WORK TASK: The required result is the exact run of lines beginning at the one containing "column 180, row 133" and ending at the last line of the entries.

=== SOURCE DATA ===

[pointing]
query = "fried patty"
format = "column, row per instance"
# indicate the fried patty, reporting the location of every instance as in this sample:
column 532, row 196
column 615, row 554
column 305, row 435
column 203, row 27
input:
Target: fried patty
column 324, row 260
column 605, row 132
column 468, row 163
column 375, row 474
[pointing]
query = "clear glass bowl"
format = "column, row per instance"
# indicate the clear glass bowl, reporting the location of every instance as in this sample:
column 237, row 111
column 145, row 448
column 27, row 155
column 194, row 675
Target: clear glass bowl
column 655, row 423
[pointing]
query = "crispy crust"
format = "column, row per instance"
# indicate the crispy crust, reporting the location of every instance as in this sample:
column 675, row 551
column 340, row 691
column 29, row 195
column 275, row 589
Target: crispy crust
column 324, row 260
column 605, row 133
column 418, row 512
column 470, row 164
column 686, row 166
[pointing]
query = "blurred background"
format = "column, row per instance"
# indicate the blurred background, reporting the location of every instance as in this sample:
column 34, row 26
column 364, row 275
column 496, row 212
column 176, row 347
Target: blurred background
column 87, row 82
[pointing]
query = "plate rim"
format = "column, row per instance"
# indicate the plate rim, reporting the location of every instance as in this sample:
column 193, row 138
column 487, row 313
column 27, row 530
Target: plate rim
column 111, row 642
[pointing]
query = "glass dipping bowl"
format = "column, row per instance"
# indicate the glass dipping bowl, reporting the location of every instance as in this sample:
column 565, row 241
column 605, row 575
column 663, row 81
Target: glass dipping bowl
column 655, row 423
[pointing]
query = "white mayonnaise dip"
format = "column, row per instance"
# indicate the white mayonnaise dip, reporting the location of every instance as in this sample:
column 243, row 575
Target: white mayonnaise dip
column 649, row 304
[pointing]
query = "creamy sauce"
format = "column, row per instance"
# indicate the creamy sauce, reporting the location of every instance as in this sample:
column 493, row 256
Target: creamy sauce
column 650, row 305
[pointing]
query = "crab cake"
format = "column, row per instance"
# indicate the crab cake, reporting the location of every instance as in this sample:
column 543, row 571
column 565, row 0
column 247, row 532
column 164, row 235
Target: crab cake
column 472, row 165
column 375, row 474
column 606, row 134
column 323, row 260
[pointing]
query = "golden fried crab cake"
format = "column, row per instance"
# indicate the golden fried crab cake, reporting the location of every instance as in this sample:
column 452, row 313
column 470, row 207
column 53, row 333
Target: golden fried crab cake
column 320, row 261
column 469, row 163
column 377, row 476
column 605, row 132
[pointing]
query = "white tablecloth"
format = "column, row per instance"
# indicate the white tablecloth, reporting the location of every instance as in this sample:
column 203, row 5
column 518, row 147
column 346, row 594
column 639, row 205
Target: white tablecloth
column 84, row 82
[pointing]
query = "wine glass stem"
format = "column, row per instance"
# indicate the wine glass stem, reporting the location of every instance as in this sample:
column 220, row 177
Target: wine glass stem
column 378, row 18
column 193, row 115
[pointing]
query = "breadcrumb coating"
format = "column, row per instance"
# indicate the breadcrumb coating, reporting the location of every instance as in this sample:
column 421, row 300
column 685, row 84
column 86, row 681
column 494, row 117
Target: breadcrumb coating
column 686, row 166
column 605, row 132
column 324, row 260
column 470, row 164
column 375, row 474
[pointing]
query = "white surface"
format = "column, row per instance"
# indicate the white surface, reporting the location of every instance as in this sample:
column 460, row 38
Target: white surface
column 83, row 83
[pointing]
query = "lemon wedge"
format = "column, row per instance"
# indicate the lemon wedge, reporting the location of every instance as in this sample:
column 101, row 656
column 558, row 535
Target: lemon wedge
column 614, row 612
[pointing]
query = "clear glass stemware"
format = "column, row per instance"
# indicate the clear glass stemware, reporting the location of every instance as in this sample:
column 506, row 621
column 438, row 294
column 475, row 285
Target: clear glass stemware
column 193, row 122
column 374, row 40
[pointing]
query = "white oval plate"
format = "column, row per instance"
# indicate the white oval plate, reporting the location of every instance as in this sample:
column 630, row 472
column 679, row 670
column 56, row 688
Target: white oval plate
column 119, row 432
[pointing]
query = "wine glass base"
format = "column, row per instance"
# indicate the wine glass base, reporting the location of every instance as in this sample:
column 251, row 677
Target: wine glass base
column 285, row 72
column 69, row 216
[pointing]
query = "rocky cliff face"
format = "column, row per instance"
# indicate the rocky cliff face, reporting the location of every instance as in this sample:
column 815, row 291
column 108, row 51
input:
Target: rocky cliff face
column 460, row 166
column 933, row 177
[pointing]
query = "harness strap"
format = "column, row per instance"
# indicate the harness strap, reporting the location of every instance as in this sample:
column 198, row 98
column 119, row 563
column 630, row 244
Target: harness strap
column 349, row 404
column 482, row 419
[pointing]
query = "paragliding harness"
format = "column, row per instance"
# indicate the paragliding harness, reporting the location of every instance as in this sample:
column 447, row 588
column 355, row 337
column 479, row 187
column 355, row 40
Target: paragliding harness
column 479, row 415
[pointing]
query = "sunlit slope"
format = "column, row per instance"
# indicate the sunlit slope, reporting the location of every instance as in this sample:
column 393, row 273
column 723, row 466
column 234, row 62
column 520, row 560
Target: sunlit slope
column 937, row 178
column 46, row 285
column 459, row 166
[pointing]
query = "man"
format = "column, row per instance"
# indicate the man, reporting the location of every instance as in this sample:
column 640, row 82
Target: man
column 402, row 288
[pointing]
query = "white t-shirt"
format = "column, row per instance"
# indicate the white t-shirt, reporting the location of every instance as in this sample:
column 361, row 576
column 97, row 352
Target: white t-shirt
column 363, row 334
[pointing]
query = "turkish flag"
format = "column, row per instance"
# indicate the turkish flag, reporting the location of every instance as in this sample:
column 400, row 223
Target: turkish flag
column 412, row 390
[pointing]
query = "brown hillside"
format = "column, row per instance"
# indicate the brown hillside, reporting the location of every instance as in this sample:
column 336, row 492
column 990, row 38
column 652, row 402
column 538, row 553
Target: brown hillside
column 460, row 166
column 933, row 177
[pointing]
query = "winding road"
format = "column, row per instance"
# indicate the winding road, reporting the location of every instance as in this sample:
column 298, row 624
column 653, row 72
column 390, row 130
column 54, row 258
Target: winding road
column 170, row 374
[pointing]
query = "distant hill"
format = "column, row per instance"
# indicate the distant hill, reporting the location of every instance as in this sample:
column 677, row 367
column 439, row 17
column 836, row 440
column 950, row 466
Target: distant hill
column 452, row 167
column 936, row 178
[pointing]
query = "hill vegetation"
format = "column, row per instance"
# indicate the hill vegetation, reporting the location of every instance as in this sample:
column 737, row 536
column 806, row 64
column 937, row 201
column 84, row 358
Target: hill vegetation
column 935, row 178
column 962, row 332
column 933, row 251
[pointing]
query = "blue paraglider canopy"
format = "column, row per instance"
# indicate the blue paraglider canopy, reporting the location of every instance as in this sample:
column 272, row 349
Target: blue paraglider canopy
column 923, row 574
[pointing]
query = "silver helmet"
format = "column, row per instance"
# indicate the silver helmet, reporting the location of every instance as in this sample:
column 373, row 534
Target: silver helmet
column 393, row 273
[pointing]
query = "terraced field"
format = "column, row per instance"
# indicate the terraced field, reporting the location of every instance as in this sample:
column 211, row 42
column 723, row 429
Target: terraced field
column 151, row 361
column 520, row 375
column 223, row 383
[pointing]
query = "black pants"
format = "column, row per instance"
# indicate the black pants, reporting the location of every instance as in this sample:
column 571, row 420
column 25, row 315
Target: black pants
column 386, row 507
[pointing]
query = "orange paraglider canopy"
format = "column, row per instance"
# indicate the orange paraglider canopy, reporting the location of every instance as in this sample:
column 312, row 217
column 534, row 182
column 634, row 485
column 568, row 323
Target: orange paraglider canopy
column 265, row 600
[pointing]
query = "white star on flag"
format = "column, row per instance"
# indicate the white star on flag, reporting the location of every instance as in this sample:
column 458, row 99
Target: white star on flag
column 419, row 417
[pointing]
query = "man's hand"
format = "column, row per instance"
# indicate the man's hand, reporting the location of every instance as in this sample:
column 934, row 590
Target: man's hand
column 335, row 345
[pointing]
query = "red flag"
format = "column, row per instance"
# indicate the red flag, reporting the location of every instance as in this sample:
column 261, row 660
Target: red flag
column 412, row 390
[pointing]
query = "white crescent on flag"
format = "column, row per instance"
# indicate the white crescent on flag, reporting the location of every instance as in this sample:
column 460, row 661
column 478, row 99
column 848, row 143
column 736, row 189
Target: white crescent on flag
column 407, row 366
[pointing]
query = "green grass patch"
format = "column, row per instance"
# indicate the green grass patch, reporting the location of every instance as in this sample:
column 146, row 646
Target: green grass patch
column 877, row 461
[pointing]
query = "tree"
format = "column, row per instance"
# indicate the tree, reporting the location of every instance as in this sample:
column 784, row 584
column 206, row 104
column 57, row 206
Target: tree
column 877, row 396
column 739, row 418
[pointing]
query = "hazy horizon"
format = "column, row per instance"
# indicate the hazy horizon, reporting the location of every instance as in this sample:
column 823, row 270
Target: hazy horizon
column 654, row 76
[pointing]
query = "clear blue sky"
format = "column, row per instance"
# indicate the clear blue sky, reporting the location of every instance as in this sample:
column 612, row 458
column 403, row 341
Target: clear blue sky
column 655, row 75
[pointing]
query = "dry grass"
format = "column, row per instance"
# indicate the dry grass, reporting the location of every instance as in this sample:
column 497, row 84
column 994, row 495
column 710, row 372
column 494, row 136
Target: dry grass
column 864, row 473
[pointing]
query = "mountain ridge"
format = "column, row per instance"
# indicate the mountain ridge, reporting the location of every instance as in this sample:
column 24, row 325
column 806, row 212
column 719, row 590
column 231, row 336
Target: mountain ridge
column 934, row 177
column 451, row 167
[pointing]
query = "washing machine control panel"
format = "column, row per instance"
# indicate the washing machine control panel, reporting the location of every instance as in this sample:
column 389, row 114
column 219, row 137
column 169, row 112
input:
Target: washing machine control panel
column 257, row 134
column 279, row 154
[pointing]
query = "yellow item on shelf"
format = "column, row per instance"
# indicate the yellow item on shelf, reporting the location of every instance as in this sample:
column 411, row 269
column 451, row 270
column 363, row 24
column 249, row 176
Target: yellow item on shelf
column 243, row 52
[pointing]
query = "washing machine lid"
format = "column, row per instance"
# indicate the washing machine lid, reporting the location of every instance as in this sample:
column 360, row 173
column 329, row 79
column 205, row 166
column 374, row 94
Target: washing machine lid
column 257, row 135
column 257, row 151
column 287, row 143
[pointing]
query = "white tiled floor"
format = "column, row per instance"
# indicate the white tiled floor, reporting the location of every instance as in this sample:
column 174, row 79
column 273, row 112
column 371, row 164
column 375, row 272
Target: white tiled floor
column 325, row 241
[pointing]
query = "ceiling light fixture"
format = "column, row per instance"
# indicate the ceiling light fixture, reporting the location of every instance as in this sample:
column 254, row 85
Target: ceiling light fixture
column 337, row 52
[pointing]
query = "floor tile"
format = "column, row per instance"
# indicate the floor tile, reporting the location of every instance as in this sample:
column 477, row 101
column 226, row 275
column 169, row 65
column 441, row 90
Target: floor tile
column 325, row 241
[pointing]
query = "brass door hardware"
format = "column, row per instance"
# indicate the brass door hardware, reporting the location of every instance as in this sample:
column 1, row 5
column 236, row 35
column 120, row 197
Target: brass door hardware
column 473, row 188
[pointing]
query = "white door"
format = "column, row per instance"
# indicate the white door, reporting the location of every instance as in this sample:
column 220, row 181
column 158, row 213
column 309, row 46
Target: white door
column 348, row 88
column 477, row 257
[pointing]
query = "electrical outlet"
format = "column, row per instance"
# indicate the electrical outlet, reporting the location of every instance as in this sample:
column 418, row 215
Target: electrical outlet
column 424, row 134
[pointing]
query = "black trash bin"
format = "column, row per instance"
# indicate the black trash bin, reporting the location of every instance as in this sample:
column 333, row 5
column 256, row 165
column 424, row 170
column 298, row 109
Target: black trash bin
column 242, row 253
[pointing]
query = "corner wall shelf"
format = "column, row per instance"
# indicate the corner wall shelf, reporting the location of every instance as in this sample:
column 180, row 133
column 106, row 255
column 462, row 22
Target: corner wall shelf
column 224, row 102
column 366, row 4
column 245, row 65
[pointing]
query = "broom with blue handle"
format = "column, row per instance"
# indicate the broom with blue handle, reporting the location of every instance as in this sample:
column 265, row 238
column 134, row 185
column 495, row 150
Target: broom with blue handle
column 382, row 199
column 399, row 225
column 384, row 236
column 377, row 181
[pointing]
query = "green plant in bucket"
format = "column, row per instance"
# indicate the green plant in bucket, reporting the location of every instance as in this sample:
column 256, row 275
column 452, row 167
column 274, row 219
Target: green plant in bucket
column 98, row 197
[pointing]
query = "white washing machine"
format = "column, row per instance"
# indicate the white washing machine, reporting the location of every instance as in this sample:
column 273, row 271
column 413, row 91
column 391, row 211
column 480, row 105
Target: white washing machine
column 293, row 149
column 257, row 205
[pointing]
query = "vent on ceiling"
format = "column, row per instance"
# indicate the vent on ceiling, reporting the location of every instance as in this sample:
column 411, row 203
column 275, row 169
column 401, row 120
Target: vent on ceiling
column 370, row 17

===

OUTPUT OF THE EXERCISE:
column 180, row 133
column 106, row 255
column 462, row 22
Target: corner wall shelf
column 224, row 102
column 366, row 4
column 245, row 65
[pointing]
query = "broom with blue handle"
format = "column, row per instance"
# indicate the broom with blue handle, reporting the location of every instance as in this sample:
column 265, row 238
column 134, row 185
column 495, row 150
Target: broom with blue handle
column 382, row 199
column 399, row 225
column 384, row 236
column 377, row 181
[pointing]
query = "green plant in bucket"
format = "column, row per instance"
# indicate the green plant in bucket, reporting the location of every instance as in this sample:
column 256, row 275
column 452, row 167
column 274, row 219
Target: green plant in bucket
column 98, row 197
[pointing]
query = "white washing machine"
format = "column, row per instance"
# indicate the white washing machine, reporting the location of every instance as in this sample:
column 273, row 271
column 413, row 91
column 391, row 211
column 480, row 105
Target: white washing machine
column 293, row 149
column 257, row 205
[pointing]
query = "vent on ceiling"
format = "column, row per instance"
# indicate the vent on ceiling, reporting the location of every instance as in this sample:
column 411, row 203
column 275, row 169
column 401, row 120
Target: vent on ceiling
column 370, row 17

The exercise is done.